Objective: Rewrite all of the items below, substituting "most distant from its edge" for "farthest from its outline" and keeping everything else the same. Leave the pictures out of your answer.

Material supplied:
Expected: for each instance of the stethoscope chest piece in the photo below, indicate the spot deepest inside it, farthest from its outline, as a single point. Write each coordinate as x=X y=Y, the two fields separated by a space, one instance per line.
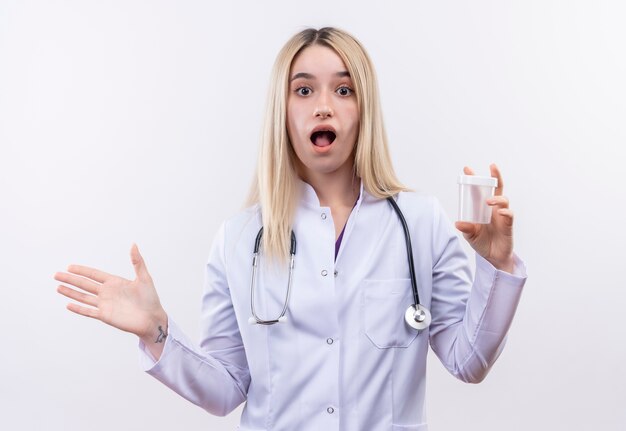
x=417 y=317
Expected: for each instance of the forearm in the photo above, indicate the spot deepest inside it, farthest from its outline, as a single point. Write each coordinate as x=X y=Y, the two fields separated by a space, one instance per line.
x=478 y=339
x=205 y=378
x=154 y=338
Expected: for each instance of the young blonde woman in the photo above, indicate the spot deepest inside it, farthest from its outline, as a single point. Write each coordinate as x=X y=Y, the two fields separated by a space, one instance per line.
x=323 y=344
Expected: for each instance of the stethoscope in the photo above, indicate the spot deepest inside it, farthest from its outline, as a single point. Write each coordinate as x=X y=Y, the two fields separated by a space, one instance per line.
x=416 y=316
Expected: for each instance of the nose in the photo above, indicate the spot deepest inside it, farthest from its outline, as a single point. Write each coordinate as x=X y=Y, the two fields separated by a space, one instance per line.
x=323 y=109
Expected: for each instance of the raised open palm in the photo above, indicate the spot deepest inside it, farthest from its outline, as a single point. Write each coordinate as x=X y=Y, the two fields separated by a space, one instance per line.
x=131 y=306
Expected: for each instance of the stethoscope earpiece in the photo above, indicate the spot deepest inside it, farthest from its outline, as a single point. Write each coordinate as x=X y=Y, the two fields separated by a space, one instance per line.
x=417 y=317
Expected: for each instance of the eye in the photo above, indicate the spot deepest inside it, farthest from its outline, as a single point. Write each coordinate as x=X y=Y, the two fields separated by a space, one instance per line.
x=303 y=91
x=344 y=91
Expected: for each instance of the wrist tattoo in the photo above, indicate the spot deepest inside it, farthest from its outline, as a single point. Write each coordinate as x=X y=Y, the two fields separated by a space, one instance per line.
x=162 y=335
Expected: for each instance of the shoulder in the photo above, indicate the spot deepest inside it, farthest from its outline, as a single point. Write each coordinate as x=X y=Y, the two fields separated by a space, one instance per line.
x=247 y=219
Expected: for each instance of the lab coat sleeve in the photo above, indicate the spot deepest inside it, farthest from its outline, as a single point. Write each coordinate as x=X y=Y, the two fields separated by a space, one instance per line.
x=213 y=375
x=470 y=320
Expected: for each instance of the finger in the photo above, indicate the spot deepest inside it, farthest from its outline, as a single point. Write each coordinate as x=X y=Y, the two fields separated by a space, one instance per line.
x=467 y=228
x=77 y=281
x=83 y=311
x=495 y=172
x=507 y=214
x=91 y=273
x=138 y=263
x=498 y=201
x=78 y=296
x=468 y=171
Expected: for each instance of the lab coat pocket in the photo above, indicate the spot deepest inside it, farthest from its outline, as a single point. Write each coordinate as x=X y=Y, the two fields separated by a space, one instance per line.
x=384 y=305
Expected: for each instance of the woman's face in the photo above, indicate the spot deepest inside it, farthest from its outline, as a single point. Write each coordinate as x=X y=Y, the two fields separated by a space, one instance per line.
x=322 y=112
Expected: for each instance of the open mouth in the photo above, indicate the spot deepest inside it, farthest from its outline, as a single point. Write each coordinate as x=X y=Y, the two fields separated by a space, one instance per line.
x=323 y=138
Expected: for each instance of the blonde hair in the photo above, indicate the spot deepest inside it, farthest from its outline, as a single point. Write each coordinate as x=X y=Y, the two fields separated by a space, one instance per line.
x=276 y=185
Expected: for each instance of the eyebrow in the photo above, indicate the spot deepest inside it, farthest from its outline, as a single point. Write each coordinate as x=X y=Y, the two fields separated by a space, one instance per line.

Correct result:
Expected: for each instance of the stethoscope chest piece in the photo below, indicate the spot deepest inside it, most distant from its edge, as a single point. Write each coordinate as x=X y=Y, the two fields separated by a space, one instance per line.
x=417 y=317
Expected: for each instance of the forearm in the photo above, indicate the spot deepest inside it, most distant from its edge, as a single point. Write each coordinate as x=X y=Y, the two fields separated by a space, one instance per line.
x=478 y=339
x=205 y=378
x=154 y=338
Expected: for each instance of the young blonde woman in the photo above, indicate the spot deepest inside it, most distant from its edge, as a single point. Write each coordinate as x=X y=Y, the two fields separated by a space, one instance per line.
x=323 y=344
Expected: for each instance of the stethoscope in the photo above, indicate the spot deepest inside it, most distant from its edge, as a single point. Write each coordinate as x=X y=Y, the two fields separated by a space, one instance per line.
x=416 y=316
Expected: for each instance of the nose in the photo above, indicate the spot deepest inside it, most distant from its edge, as a single point. Write each coordinate as x=X y=Y, the two fields separated by a space, one instance per line.
x=323 y=109
Expected: for each instance of the raised open palm in the photo above, indicate the spot deepest inside it, most distant from its edge, as a single point. Write each coordinate as x=X y=Y, the two fields separated by a space, one instance per line.
x=131 y=306
Expected: for each instance of the stethoscope earpiece in the photo above, indicate the spot deepest inside it, most distant from its edge, as a single point. Write each coordinate as x=X y=Y, the two fields separated by a space, one instance per line.
x=417 y=317
Expected: for each instance of the eye in the photo above, indicate the spot deepest inside it, most distant from its edge, as a single point. Write each coordinate as x=X y=Y, the two fields separated by a space, one instance per line.
x=303 y=91
x=344 y=91
Expected: for each instance of the wrist tattoo in the photo above, indicate the spot deepest inside it, most distant from its edge, as a single point. Write each coordinate as x=X y=Y, the two fields separated by a space, one instance per line.
x=162 y=335
Expected: for each instance of the shoulder in the photo above, indicate the spot deepest inside it, most distant from its edge, as a single point. Write each coordinate as x=X y=Y, the two fields separated by a space, one instance per line.
x=247 y=219
Expected: for each instance of the lab coat sleeve in the photo above, indicate the spot deepest inside it, most distant from its edge, as a single point. Write each coordinate as x=X y=Y, the two fields separated by a space, one instance per line.
x=213 y=375
x=470 y=320
Expected: for each instance of the finger in the photo above, indicate the spot deepest inside it, most distant from its edge, as a single point. Write each coordinate as x=X y=Y, the two fields separated by a space, one instance per line.
x=467 y=228
x=77 y=281
x=83 y=311
x=495 y=172
x=507 y=214
x=91 y=273
x=138 y=263
x=498 y=201
x=78 y=296
x=468 y=171
Expected: for each instance of the lab coat pocket in the photo above, indicate the spot deepest inside it, most distant from its edge, as a single point. Write each coordinate as x=X y=Y, the two fields separated by a space, one instance per line.
x=384 y=305
Expected: for each instance of the woman's face in the photo above, indicate the spot deepest inside it, most distant from its edge, as a single point. Write each coordinate as x=X y=Y, the two fields separated by a space, one instance per line.
x=322 y=112
Expected: for each instance of the open mouth in the photo above, indicate the spot deepest inside it, most distant from its edge, as a single point. Write each coordinate as x=X y=Y, the two fields separated by a space, one instance per line.
x=323 y=138
Expected: for each instance of the blonde hair in the photo above, indicate the spot deepest inside it, most distant from its edge, as a single point. Write each coordinate as x=X y=Y, the two fields separated by a space, one instance per line.
x=276 y=185
Expected: for each instance of the eyebrow in the photo above, indicate the spot deepest inside it, most distant from its edge, as a single point. Write each coordinate as x=X y=Y, the two fields separated by a space, one instance per line.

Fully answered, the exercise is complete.